Could you copy out every line of the records below, the note included, with each x and y coordinate in the answers shifted up by 73 and the pictures left out?

┄┄┄┄┄┄

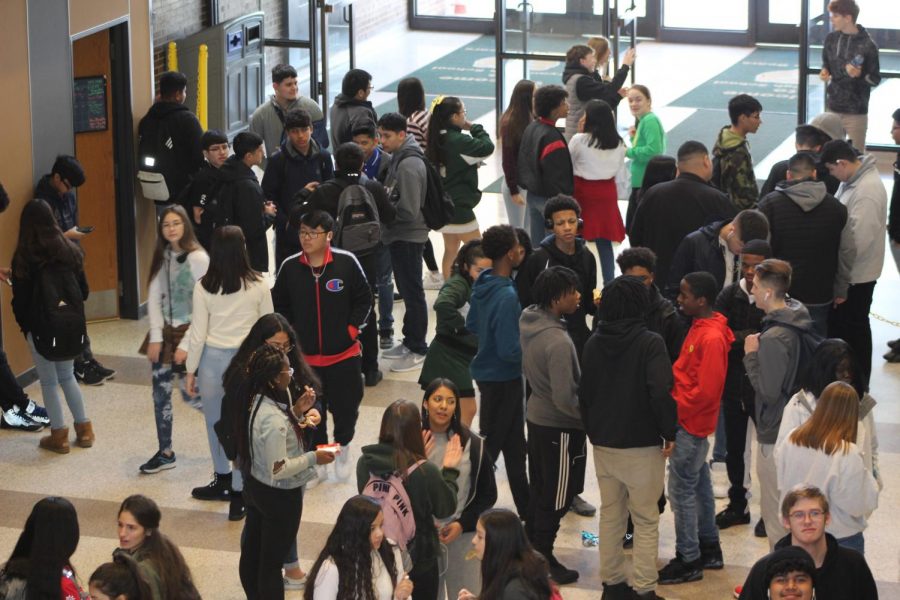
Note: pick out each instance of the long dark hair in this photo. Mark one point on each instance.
(121, 577)
(349, 548)
(169, 563)
(519, 113)
(410, 96)
(188, 242)
(441, 116)
(401, 428)
(46, 544)
(509, 555)
(600, 123)
(41, 242)
(229, 266)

┄┄┄┄┄┄

Exercise answer:
Note: pick out each instance of the long dark hair in this photo. Mark one point on each instance.
(194, 650)
(422, 621)
(242, 636)
(592, 186)
(483, 169)
(261, 315)
(514, 189)
(474, 501)
(119, 617)
(582, 628)
(673, 196)
(114, 315)
(302, 339)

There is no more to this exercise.